• **TASK BRIEF**
Arrange the rows from the line containing "the dark whale." down through the end of the rows, both ends included, as a two-column CSV named request and points, giving each row's text and its answer in single quoted fields with line breaks replaced by spaces. Leave the pictures out of the CSV.
— START SUPPLIED DATA —
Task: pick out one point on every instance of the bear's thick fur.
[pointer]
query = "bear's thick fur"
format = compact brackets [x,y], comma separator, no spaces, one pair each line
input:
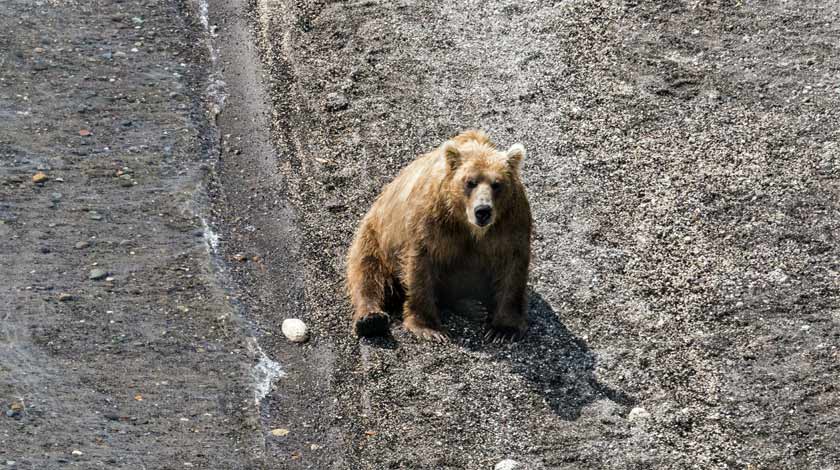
[455,222]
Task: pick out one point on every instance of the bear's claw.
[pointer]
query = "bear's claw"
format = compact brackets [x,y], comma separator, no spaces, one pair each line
[498,335]
[372,324]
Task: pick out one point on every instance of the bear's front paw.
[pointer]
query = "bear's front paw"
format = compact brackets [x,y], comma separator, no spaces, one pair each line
[372,324]
[503,334]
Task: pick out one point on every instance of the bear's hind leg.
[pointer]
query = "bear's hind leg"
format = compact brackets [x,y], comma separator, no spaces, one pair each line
[366,280]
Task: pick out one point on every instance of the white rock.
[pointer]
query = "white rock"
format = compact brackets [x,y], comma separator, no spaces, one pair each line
[508,464]
[295,330]
[638,414]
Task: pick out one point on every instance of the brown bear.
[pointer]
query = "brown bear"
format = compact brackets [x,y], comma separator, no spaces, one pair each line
[454,223]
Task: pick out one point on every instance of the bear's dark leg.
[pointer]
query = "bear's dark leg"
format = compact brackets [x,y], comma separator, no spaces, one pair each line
[366,279]
[420,313]
[509,319]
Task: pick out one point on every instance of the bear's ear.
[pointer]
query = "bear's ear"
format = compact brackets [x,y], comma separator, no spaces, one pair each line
[515,154]
[452,154]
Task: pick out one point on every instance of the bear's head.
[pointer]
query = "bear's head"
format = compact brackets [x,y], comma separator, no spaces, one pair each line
[482,182]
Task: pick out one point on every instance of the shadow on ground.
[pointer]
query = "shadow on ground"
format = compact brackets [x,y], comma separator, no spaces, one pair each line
[556,363]
[559,364]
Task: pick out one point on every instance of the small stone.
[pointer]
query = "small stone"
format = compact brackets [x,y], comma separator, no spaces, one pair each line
[336,102]
[508,464]
[39,177]
[638,414]
[97,274]
[336,206]
[295,330]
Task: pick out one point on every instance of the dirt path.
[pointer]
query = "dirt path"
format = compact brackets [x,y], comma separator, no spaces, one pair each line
[682,168]
[147,366]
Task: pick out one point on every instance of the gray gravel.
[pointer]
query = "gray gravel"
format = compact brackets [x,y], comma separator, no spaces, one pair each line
[682,170]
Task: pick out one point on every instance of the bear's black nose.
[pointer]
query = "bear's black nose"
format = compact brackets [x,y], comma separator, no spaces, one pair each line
[483,214]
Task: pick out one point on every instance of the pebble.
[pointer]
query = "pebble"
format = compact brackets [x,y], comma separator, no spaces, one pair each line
[97,274]
[295,330]
[336,102]
[638,414]
[508,464]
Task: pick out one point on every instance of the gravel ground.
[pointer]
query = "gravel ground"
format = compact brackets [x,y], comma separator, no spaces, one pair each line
[143,365]
[682,170]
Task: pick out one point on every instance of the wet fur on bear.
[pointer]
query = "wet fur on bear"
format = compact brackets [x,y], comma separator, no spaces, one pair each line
[454,223]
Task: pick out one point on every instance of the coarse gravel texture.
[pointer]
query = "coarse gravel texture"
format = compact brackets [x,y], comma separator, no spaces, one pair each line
[118,348]
[682,170]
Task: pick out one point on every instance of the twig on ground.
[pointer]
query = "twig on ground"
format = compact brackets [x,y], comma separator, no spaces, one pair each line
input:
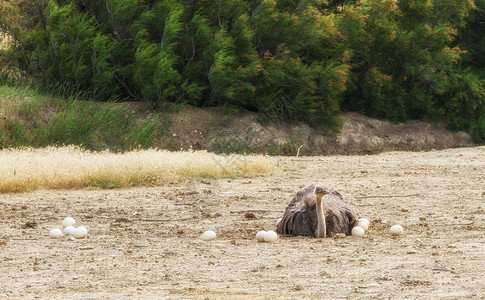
[254,210]
[189,203]
[385,196]
[164,220]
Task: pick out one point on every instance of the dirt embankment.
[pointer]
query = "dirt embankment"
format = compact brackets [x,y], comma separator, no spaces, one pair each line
[212,130]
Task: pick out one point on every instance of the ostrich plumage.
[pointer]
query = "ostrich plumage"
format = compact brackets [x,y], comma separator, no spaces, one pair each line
[319,212]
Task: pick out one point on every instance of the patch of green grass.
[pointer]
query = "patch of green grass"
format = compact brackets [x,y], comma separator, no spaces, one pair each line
[33,119]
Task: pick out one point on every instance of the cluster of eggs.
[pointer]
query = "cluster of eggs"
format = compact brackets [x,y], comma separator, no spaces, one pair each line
[69,229]
[270,236]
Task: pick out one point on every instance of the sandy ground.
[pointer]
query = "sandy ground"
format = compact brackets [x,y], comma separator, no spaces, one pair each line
[438,197]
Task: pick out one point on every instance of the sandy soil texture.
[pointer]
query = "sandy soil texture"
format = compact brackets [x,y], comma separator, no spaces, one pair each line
[144,243]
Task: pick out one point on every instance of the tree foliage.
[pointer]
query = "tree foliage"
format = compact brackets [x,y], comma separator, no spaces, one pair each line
[304,60]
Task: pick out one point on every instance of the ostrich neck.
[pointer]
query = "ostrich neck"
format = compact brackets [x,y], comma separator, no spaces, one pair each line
[321,226]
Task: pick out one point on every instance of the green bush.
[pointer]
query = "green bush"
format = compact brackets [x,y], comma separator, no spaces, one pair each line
[301,60]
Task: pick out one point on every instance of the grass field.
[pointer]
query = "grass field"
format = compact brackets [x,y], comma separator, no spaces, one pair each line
[29,169]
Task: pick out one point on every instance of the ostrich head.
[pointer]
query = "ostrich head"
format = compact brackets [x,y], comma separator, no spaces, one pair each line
[320,192]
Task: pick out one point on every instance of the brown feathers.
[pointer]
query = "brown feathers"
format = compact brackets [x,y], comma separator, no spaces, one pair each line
[300,217]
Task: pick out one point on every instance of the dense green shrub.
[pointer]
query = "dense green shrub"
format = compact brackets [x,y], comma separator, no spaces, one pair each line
[303,60]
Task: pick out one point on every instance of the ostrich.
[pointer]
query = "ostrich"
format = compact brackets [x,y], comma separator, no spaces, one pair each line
[310,214]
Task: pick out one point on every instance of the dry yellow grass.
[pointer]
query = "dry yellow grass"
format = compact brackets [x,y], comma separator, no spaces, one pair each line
[30,169]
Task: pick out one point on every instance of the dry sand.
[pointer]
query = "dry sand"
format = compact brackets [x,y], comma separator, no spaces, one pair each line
[438,197]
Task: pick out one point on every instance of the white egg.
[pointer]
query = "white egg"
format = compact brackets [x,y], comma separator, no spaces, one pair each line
[80,232]
[270,236]
[68,222]
[55,233]
[260,235]
[396,230]
[69,229]
[358,231]
[364,225]
[209,235]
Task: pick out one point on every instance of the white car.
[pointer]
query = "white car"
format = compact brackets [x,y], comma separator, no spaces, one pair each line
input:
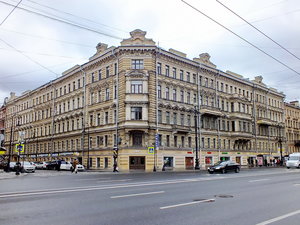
[26,167]
[65,165]
[80,167]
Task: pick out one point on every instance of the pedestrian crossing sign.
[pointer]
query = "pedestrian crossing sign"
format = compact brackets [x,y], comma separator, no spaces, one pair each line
[20,148]
[150,150]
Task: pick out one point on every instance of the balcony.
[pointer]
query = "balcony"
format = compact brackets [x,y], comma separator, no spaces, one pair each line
[264,122]
[181,129]
[208,110]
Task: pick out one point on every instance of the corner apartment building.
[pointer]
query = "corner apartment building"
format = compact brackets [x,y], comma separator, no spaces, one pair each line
[126,99]
[292,121]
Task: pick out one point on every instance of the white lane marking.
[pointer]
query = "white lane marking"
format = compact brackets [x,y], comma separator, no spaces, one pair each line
[139,194]
[92,179]
[252,181]
[279,218]
[106,181]
[104,187]
[184,204]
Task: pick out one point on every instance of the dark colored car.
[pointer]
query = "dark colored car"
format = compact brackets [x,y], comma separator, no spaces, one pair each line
[224,167]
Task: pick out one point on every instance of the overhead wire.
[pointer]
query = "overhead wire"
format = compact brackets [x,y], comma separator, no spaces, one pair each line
[65,21]
[11,12]
[70,14]
[237,35]
[261,32]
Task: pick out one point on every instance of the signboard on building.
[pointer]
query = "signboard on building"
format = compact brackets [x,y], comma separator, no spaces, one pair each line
[150,150]
[20,148]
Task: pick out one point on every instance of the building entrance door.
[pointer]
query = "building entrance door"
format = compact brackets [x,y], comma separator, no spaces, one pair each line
[137,162]
[189,163]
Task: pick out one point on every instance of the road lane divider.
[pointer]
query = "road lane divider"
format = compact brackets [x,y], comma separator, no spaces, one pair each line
[279,218]
[253,181]
[138,194]
[187,203]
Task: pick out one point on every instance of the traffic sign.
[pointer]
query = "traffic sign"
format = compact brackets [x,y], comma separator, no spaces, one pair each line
[150,150]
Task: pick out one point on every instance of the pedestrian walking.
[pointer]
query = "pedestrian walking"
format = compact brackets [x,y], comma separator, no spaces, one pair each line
[74,166]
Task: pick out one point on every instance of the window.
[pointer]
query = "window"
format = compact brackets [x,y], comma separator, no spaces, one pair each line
[99,74]
[116,68]
[159,91]
[190,142]
[136,87]
[168,161]
[107,71]
[174,95]
[167,70]
[175,118]
[136,113]
[174,73]
[159,68]
[181,96]
[93,78]
[137,138]
[106,117]
[137,64]
[167,93]
[168,117]
[181,75]
[182,119]
[188,77]
[107,94]
[168,140]
[98,119]
[159,116]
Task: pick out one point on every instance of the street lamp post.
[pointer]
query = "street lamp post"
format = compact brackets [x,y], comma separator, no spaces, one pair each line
[197,166]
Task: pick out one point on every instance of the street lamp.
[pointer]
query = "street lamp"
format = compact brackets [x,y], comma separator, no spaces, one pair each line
[197,166]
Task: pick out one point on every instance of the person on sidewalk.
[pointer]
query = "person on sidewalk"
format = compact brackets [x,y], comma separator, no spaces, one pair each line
[74,166]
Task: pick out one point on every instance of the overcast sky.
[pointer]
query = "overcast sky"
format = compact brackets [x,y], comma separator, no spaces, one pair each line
[35,49]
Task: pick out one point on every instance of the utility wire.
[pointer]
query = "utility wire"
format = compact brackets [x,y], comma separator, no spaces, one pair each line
[277,60]
[258,30]
[46,38]
[11,12]
[29,57]
[70,14]
[65,21]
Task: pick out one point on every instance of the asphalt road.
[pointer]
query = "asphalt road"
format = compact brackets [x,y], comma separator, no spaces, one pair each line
[256,197]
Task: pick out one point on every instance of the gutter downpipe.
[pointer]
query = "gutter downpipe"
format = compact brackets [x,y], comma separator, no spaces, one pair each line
[199,119]
[84,114]
[117,116]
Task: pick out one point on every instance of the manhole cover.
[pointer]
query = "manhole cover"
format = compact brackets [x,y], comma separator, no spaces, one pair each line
[224,196]
[203,200]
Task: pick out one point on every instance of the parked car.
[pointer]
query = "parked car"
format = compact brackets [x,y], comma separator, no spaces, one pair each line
[39,165]
[224,167]
[25,167]
[65,165]
[45,164]
[12,165]
[53,165]
[293,160]
[80,167]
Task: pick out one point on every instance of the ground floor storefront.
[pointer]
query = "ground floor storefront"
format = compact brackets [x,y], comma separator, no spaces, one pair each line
[149,160]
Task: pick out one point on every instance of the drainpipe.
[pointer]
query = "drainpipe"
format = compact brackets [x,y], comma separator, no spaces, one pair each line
[84,112]
[116,147]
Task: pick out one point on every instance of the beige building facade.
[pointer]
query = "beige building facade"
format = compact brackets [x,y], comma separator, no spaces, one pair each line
[126,100]
[291,142]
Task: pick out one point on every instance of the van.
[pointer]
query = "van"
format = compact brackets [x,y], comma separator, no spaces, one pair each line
[293,160]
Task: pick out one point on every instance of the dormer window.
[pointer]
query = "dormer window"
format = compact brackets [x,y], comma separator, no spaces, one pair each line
[137,64]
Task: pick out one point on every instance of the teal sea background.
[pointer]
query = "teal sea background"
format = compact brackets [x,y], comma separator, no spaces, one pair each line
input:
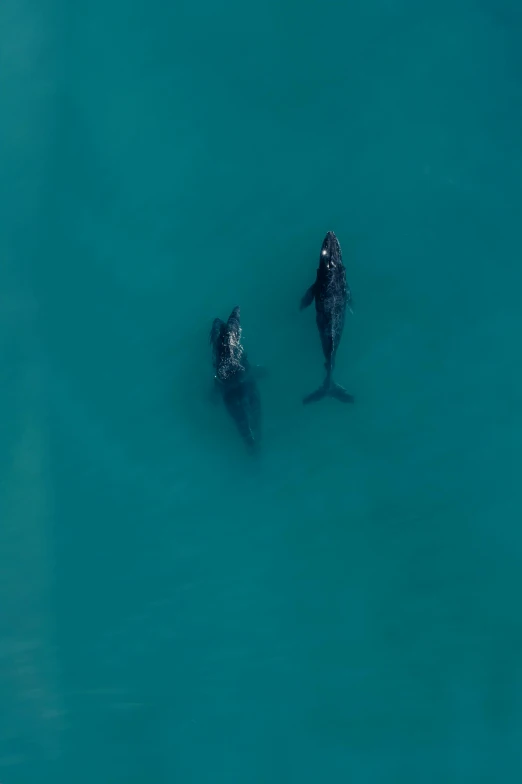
[347,609]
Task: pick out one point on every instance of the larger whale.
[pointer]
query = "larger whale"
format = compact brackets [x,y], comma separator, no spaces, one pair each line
[332,295]
[235,379]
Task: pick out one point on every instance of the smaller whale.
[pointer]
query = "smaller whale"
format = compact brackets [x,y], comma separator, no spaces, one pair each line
[235,379]
[332,295]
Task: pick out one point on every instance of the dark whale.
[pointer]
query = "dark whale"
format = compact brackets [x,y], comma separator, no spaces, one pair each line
[332,295]
[235,379]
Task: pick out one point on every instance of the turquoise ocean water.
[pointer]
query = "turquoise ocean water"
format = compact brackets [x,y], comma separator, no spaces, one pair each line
[348,609]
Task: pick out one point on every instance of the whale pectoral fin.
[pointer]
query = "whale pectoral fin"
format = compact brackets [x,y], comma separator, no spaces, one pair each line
[308,298]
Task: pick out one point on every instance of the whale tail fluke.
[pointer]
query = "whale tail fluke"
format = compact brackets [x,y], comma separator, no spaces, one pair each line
[329,389]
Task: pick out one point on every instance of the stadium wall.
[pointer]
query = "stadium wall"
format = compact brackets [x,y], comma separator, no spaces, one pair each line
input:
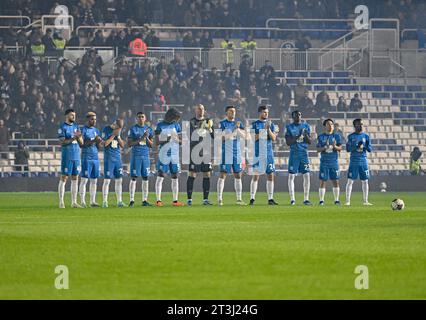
[394,184]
— END SUPPLIED DATA —
• **SOLUTION**
request,points
"Task: pick out one point on every instance of the dark whale. [pointer] query = ""dark whale"" format = compact brackets [x,y], comma separator, no spaces, one pair each line","[332,295] [235,379]"
"Task: pick out one point on every instance of the turquoise ocean water. [pointer] query = ""turquoise ocean water"" format = compact brackets [x,y], comma separator, no spaces, one pair each line","[348,609]"
"Task: pick out one point on every instance of the whale pectoral fin. [pointer] query = ""whale pectoral fin"" format = compact brackets [x,y], comma separator, no spaces, one pair each line","[308,298]"
"Task: pick out one point on every instance of the whale tail fluke. [pointer] query = ""whale tail fluke"" format = compact brackets [x,y], comma separator, no spaces, one pair each line","[329,389]"
"Task: pick out one point on every instance of the stadium wall. [pointer] query = ""stadium wall"" format = compact brackets [x,y], comma separator, no spaces, one pair each line input:","[394,184]"